What is being asked
Bring together copies of the lines in the data below that contain the word "lichen".

Exercise inputs
:::

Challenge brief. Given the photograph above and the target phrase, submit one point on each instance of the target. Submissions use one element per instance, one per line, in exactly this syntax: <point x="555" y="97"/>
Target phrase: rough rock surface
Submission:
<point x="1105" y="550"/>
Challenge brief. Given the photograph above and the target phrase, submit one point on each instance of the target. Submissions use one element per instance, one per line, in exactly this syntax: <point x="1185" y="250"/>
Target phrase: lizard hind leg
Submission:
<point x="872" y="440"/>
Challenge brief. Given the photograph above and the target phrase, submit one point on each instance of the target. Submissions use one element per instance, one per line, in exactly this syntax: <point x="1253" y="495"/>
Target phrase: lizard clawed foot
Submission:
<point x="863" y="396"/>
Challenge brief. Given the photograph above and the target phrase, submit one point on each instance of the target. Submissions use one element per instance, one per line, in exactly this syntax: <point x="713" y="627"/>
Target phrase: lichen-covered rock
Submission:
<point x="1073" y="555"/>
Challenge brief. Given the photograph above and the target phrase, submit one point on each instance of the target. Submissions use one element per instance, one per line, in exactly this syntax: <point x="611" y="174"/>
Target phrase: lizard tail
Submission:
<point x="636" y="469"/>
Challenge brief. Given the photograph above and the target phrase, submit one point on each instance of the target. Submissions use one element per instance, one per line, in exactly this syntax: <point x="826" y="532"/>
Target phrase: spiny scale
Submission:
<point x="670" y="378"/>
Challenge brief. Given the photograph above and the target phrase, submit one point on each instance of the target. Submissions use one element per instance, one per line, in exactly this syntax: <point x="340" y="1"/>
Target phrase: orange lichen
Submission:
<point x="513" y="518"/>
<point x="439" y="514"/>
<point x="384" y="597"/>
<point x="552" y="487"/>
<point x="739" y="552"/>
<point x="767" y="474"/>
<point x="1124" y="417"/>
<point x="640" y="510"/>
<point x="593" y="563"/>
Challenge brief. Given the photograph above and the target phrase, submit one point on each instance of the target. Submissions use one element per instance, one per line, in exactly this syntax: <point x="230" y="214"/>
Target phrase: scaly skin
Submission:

:::

Solution
Target phrase: lichen-covered rock
Target phrase: orange lichen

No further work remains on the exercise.